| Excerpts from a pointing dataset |
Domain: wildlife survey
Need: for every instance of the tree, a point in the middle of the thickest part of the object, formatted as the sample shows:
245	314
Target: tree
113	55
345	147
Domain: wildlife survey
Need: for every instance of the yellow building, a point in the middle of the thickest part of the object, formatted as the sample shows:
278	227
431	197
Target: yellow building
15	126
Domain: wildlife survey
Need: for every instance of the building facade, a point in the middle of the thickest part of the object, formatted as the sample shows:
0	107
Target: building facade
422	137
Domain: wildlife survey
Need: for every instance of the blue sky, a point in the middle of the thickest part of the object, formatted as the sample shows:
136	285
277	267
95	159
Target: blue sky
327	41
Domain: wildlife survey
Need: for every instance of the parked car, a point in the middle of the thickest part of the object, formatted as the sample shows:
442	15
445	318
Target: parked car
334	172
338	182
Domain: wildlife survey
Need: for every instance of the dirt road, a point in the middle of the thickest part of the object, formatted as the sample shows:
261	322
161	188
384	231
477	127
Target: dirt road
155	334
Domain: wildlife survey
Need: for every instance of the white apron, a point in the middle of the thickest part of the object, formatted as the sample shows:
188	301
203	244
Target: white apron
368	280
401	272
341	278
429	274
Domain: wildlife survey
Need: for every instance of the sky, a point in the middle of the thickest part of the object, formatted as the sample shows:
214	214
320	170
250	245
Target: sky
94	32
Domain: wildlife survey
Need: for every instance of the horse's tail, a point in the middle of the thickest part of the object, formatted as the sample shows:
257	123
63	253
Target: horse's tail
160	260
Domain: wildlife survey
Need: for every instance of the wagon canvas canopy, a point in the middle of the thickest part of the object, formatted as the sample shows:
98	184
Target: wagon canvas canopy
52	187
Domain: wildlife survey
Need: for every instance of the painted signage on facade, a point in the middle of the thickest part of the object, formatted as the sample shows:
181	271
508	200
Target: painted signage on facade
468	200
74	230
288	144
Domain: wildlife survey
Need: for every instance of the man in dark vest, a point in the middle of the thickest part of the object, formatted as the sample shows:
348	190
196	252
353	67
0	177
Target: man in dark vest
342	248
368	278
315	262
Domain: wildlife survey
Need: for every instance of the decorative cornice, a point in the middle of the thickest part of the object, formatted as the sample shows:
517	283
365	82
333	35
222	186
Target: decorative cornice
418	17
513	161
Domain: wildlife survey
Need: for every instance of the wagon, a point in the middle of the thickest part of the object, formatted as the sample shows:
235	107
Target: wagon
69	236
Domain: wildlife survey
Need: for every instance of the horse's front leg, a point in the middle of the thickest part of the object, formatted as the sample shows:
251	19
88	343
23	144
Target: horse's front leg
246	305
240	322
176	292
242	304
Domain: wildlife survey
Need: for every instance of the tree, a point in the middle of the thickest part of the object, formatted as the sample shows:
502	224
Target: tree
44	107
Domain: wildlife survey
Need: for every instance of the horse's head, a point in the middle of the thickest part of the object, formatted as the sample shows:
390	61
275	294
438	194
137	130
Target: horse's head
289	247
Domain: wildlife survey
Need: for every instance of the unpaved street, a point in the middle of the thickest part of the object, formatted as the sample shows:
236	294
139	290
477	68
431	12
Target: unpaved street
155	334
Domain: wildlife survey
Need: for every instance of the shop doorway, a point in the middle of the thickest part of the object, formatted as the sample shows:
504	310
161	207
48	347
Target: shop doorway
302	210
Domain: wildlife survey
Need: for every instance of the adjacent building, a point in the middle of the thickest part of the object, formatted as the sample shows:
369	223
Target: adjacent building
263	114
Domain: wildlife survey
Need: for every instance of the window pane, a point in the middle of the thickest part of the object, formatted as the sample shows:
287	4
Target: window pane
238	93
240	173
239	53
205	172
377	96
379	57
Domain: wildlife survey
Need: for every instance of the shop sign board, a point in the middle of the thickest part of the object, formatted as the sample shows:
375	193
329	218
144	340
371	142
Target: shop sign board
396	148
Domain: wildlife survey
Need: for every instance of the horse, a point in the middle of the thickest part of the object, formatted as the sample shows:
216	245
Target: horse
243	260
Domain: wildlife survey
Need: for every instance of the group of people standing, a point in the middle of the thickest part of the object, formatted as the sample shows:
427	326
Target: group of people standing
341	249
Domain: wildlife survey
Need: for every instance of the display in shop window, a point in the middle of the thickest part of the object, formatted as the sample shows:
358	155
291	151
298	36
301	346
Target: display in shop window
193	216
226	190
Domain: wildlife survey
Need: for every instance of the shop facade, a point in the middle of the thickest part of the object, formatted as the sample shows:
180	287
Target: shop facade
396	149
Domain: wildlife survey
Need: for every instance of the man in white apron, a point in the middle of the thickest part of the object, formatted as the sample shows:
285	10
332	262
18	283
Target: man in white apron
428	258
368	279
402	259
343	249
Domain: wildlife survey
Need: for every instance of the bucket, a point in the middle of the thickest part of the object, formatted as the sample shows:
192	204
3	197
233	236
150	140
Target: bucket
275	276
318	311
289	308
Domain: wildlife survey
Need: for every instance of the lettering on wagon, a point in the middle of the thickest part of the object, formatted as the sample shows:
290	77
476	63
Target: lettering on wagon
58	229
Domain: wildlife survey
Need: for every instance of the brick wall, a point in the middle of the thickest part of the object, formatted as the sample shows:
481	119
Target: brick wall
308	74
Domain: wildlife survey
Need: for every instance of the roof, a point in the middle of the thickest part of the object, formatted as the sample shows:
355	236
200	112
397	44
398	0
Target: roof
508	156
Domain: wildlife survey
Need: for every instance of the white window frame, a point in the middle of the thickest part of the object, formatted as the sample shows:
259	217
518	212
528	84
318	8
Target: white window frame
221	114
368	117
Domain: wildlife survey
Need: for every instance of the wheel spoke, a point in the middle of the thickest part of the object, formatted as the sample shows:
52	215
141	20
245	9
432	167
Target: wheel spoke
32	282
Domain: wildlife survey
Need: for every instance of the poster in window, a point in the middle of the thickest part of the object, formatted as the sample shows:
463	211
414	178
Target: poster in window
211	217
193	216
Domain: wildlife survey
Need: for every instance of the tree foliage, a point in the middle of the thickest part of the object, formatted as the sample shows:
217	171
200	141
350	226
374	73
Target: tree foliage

| YOUR GOAL |
Return each line of the entries above that contains the string "doorway", matching case exactly.

| ANSWER FOR THE TASK |
Need: for every instance of the shop doorway, a point in the middle of the thickest part of the object, formatted as the sample shows:
Target: shop doorway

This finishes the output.